• [Available data]:
BEGIN
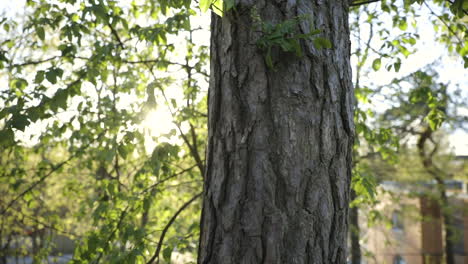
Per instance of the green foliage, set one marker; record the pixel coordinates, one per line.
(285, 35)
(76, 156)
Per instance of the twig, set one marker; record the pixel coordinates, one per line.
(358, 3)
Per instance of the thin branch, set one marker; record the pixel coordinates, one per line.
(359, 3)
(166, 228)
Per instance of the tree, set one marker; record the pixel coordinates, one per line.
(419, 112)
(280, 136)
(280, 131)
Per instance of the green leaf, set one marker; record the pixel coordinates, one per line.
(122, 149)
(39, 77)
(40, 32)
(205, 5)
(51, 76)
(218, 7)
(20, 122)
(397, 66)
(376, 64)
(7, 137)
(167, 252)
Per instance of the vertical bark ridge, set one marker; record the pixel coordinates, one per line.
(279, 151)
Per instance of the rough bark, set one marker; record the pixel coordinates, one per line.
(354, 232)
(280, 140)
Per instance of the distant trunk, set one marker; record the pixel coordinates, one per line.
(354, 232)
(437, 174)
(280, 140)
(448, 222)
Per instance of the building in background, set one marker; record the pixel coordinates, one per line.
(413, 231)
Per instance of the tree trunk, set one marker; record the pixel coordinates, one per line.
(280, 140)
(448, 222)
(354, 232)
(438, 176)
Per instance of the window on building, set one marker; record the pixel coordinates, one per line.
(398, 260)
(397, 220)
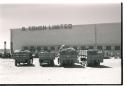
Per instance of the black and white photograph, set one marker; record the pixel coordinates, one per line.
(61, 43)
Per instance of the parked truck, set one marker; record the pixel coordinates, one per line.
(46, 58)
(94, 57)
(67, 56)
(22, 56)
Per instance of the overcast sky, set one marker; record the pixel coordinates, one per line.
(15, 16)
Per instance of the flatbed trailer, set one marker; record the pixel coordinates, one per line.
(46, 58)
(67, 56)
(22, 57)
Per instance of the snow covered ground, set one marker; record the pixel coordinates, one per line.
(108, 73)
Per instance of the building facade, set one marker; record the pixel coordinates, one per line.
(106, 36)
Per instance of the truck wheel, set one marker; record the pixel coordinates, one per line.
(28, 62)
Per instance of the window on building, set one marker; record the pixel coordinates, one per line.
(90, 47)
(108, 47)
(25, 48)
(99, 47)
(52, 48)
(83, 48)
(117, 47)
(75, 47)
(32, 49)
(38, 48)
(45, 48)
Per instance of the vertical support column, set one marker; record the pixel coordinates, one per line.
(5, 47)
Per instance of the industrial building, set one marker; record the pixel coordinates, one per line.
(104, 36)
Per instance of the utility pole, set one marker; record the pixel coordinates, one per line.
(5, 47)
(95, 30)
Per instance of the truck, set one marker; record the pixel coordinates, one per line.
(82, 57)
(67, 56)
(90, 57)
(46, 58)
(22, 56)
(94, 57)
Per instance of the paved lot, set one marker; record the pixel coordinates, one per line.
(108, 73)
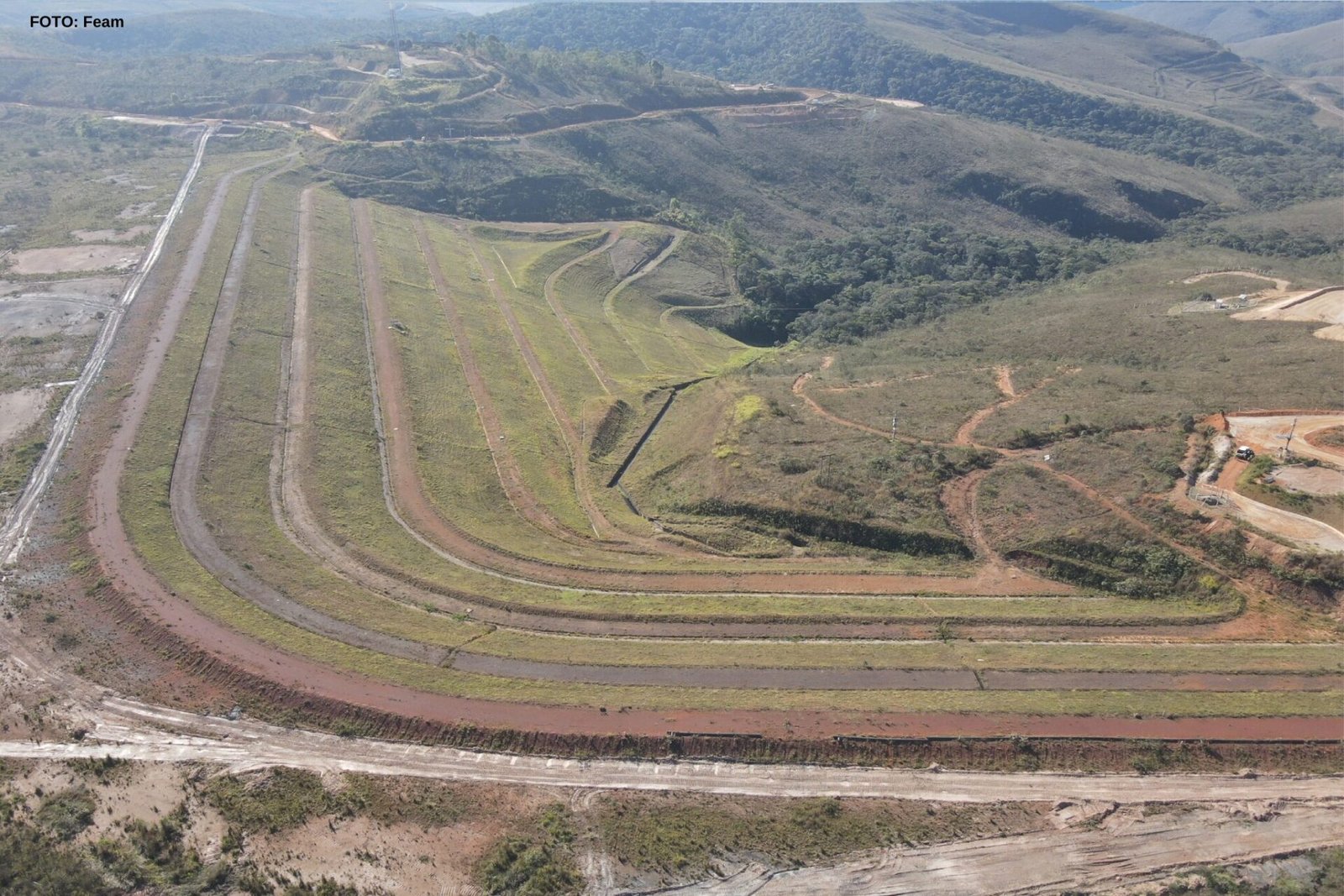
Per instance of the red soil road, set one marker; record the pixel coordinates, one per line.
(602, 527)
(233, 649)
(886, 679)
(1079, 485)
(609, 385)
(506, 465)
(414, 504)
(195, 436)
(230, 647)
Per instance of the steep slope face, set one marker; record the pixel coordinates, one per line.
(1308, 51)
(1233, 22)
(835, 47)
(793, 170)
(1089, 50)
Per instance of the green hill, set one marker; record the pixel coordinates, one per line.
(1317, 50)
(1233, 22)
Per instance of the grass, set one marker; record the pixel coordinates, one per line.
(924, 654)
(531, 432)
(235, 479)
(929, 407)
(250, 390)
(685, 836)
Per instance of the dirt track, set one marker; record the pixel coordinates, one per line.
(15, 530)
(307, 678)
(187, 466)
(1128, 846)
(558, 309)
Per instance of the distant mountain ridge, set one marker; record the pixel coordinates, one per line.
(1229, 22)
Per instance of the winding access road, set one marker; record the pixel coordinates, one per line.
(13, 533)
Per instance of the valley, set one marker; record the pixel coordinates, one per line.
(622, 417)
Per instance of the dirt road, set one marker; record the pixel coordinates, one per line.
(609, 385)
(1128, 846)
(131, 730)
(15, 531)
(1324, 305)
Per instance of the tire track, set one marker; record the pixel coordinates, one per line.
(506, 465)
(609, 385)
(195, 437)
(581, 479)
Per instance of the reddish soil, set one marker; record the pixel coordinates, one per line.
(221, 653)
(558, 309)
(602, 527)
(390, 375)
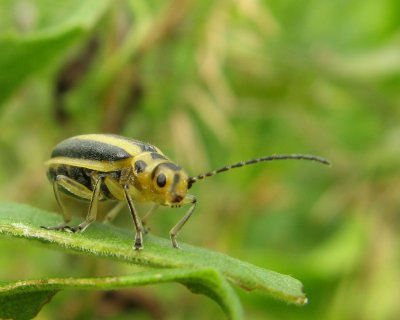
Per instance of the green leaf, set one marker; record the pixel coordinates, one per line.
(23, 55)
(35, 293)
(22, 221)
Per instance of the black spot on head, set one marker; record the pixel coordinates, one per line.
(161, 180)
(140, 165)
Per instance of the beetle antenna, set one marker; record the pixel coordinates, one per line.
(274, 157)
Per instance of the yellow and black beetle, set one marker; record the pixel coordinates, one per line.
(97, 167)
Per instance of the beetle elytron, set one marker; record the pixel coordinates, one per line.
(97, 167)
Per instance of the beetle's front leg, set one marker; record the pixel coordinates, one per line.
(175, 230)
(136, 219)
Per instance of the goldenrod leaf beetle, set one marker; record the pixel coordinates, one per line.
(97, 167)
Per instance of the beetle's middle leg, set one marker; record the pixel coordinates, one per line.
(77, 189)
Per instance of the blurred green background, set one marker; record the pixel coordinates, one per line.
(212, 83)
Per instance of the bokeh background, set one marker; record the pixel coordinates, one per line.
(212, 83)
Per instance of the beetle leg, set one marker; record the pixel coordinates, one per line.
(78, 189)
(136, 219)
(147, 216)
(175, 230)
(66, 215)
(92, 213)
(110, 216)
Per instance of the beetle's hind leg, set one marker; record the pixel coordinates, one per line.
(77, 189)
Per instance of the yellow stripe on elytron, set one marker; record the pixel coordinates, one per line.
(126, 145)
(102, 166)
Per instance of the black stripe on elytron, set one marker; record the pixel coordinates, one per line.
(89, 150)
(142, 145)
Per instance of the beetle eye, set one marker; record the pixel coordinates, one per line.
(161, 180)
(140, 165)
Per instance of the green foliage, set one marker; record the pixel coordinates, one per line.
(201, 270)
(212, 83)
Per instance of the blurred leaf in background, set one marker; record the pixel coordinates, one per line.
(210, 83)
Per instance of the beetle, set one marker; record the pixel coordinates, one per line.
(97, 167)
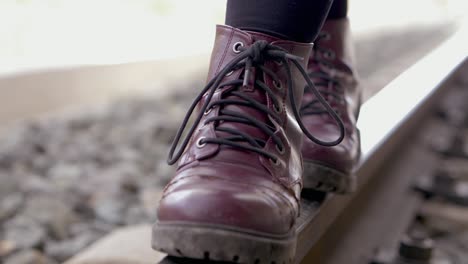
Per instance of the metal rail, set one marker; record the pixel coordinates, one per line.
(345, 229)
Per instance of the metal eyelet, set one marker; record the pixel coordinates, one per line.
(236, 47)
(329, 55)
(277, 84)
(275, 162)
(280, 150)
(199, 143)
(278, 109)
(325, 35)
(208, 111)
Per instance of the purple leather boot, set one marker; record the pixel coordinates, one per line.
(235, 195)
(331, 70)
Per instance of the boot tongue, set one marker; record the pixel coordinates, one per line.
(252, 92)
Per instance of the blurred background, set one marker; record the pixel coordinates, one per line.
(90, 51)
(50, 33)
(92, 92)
END
BEGIN
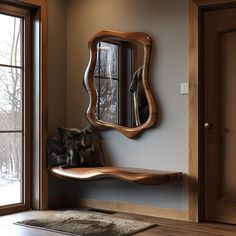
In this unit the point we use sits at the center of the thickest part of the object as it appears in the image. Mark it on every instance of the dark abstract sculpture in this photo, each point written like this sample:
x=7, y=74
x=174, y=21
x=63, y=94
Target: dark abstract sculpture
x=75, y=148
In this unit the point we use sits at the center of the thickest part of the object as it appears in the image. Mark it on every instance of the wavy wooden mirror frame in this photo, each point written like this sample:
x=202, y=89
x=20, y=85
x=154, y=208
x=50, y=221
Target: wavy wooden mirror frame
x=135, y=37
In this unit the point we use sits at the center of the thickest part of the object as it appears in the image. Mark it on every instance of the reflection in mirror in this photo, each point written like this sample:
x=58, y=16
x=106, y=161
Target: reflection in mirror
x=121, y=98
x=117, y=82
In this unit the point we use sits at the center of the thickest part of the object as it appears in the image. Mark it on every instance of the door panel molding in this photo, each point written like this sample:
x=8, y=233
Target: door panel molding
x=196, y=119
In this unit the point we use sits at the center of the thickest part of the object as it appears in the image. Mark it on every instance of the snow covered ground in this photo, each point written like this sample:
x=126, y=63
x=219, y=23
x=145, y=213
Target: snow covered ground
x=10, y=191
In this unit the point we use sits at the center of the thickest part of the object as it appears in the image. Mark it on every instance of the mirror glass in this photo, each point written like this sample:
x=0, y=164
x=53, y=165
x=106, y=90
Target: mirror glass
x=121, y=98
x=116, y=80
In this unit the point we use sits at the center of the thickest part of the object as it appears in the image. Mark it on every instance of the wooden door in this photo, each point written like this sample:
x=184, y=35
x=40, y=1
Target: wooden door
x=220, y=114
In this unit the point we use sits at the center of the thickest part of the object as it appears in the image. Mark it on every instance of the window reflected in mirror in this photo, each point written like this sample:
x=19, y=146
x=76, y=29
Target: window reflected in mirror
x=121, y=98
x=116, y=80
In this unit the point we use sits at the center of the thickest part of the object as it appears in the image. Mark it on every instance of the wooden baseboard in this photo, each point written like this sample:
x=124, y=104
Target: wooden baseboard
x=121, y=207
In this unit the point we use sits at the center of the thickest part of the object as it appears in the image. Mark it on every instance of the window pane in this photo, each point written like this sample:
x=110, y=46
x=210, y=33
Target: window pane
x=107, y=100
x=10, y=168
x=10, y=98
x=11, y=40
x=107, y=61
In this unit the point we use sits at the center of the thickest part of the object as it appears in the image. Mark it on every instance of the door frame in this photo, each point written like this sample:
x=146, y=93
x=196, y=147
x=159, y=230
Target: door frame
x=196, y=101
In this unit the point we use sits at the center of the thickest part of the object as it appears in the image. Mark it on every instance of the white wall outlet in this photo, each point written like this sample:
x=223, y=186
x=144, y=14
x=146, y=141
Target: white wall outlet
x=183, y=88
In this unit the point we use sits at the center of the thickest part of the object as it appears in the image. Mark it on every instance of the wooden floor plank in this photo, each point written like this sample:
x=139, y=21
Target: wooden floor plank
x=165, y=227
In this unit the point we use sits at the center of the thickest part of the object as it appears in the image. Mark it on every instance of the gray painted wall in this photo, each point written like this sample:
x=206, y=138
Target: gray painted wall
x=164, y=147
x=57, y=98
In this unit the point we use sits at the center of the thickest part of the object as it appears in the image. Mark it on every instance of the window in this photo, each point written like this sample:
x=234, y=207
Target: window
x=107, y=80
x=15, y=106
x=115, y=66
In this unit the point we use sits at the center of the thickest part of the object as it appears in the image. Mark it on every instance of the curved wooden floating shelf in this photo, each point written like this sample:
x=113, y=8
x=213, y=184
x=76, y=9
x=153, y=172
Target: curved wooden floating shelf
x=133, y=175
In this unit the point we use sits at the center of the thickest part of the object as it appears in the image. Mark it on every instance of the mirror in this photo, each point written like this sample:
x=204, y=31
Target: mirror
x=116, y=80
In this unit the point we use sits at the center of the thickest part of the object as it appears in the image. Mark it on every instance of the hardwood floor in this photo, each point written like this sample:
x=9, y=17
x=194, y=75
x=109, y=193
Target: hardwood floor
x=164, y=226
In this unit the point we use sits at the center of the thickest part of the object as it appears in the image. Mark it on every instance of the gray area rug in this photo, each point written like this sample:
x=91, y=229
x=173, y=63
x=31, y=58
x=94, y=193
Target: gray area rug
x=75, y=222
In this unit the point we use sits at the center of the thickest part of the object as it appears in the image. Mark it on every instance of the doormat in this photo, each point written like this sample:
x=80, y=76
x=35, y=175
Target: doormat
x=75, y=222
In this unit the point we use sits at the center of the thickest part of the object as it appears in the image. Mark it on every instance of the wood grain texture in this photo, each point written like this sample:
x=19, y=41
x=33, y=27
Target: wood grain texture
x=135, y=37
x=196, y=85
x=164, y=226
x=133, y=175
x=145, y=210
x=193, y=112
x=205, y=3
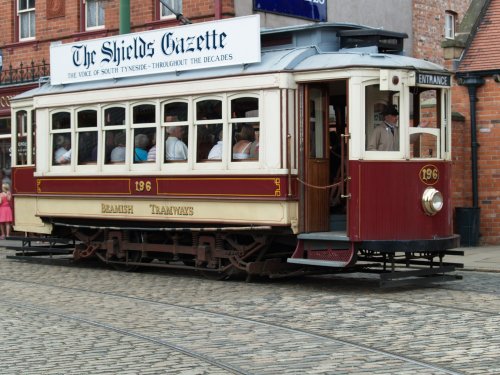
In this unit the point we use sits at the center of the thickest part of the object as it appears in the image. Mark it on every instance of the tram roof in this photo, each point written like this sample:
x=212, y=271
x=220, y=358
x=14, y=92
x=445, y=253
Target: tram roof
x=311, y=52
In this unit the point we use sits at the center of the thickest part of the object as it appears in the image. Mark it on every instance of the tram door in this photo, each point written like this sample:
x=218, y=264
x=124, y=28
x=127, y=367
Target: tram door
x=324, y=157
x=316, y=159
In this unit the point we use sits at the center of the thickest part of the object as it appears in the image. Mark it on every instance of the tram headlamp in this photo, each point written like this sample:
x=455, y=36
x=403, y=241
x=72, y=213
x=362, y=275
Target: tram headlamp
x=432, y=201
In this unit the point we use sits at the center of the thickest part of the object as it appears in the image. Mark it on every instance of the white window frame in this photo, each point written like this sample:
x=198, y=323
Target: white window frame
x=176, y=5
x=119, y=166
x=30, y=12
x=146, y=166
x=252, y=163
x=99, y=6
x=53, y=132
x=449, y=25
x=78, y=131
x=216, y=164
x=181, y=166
END
BEGIN
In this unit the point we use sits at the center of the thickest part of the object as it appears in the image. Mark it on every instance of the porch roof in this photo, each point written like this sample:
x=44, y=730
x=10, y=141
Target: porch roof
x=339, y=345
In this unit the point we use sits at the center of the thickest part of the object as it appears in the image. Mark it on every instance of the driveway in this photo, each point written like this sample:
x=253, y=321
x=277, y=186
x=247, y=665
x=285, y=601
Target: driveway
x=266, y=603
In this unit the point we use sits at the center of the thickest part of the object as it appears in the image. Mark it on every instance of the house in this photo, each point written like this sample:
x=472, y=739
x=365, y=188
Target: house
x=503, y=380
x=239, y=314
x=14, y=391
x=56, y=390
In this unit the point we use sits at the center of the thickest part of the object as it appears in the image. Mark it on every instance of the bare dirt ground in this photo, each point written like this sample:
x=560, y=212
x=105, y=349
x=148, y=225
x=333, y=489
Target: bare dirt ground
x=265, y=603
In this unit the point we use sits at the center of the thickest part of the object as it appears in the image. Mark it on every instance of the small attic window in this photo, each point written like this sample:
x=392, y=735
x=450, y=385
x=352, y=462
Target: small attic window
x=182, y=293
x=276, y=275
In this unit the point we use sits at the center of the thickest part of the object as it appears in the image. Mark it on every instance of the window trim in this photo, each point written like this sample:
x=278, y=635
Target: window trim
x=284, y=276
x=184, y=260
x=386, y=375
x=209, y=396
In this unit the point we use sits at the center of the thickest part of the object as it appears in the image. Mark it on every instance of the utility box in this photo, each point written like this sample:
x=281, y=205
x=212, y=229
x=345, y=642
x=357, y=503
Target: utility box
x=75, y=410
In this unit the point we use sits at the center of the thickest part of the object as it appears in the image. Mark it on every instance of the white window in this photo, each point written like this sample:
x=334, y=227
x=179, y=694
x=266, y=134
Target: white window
END
• [Your goal]:
Look above for the line with "Target: driveway" and the line with "x=365, y=188". Retype those two lines and every line between them exactly, adding nothing.

• [Result of the exercise]:
Target: driveway
x=266, y=603
In this unit the point we use sits at the center of the thickest part of the object as it appears in the image. Mark it on every instance of the house in this photo, each point written like this sample:
x=472, y=739
x=365, y=188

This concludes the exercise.